INSTRUCTIONS FOR THE TASK
Each entry needs to be reproduced exactly as it is.

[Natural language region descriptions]
□ □ □

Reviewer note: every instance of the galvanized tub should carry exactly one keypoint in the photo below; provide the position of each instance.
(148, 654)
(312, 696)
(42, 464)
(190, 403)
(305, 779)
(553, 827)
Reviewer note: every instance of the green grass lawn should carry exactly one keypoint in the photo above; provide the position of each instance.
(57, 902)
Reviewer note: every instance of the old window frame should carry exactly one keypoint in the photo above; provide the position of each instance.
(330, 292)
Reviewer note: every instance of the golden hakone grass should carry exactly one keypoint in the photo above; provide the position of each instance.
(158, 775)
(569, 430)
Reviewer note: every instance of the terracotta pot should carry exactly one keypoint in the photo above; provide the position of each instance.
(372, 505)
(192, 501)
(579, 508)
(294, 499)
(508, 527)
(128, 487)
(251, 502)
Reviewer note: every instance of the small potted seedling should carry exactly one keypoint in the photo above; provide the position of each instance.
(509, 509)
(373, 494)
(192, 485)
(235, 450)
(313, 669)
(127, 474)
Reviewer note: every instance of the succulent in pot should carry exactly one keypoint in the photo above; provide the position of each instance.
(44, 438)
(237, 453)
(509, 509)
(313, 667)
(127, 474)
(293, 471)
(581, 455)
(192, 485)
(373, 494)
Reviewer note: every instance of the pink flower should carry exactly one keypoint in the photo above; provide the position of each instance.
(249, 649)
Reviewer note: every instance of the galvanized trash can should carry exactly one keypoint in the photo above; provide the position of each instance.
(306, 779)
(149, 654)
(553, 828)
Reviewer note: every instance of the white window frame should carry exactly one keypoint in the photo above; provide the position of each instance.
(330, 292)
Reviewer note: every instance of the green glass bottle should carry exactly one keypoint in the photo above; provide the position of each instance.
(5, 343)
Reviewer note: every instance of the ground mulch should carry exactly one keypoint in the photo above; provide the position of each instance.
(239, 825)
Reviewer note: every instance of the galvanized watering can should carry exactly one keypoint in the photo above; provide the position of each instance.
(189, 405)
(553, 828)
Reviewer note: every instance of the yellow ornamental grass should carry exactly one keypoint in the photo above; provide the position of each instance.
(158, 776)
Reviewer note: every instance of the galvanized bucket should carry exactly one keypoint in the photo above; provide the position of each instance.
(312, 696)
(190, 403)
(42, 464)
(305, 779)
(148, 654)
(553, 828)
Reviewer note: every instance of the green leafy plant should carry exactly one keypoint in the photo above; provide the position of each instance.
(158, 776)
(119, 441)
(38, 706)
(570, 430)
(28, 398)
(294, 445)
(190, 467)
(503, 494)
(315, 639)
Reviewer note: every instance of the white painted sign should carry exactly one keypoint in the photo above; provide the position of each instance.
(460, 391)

□ □ □

RESULT OF THIS TASK
Reviewer note: every instance of the galvanized tub should carry exactly one keypoint in the photo below; provide the position of each instance.
(148, 654)
(312, 696)
(42, 464)
(190, 403)
(305, 779)
(553, 827)
Reviewer note: every instance of the green grass lawn should carry exactly one keypoint in the photo above; provide the position of each instance.
(57, 902)
Reviewer note: every instance of the old window frame should carry exactly one keypoint in the photo above; provide the position of each instance.
(330, 292)
Reviewer note: every instance of the golden hakone grass should carry exactly one keypoint in the photo above; provide the position of each instance.
(158, 775)
(569, 430)
Reviewer note: every instance of the terracotta pot should carry exactly one keypoint in the photo above; provide the position of each instance.
(372, 505)
(192, 501)
(579, 508)
(294, 499)
(508, 527)
(128, 487)
(251, 502)
Reviewer note: every instance of the small potted seedling should carry exactly one keypoint in the photo above; provide the position of each instance.
(509, 509)
(373, 494)
(192, 485)
(235, 450)
(313, 669)
(127, 474)
Reviewer note: every instance of the succulent in pot should carry exactly one keypoint in the photo above; provide the position of each instance.
(44, 438)
(237, 453)
(509, 509)
(313, 667)
(127, 474)
(293, 471)
(581, 455)
(192, 485)
(373, 494)
Reviewer note: every instance of the pink flower should carry exactly one keypoint in the photo above; provide the position of each instance.
(249, 649)
Reviewer note: every instance of the galvanized trash can should carry exactly one keypoint in the photo above; provide the position of each instance.
(306, 779)
(149, 654)
(553, 828)
Reviewer note: every instance of the white window frame should carry exactly one keypoint in the photo above; provide the position of each instance.
(330, 292)
Reviewer note: every instance of the green glass bottle should carry exactly one keypoint in the photo above; provide the position of each instance.
(5, 343)
Reviewer note: every instance of the ground mulch should carry exactly one keypoint in the photo above; provide the position of each instance.
(239, 825)
Reviewer note: every instance of the galvanized watering can should carry exactly one keypoint in the photo above; provide the position of each instance.
(189, 405)
(553, 828)
Reviewer note: every instance of the yellow ornamental grass should carry exactly one keypoint in the photo above; provide the position of each instance.
(158, 776)
Reviewer note: every instance of the galvanized bucket should carry exactly one keypoint in the photo above; provide the position of each instance.
(312, 696)
(190, 403)
(42, 464)
(305, 779)
(148, 654)
(553, 828)
Reviewer note: every instance of the green leafy plant should carry exactly one keypoint in the photo above; provide the position of each instance.
(158, 776)
(119, 441)
(38, 706)
(570, 430)
(28, 398)
(294, 445)
(190, 467)
(503, 494)
(315, 639)
Reviewer note: every instance of the white painted sign should carry exactly one keypoint in the photo above; provide the position of each instance.
(460, 391)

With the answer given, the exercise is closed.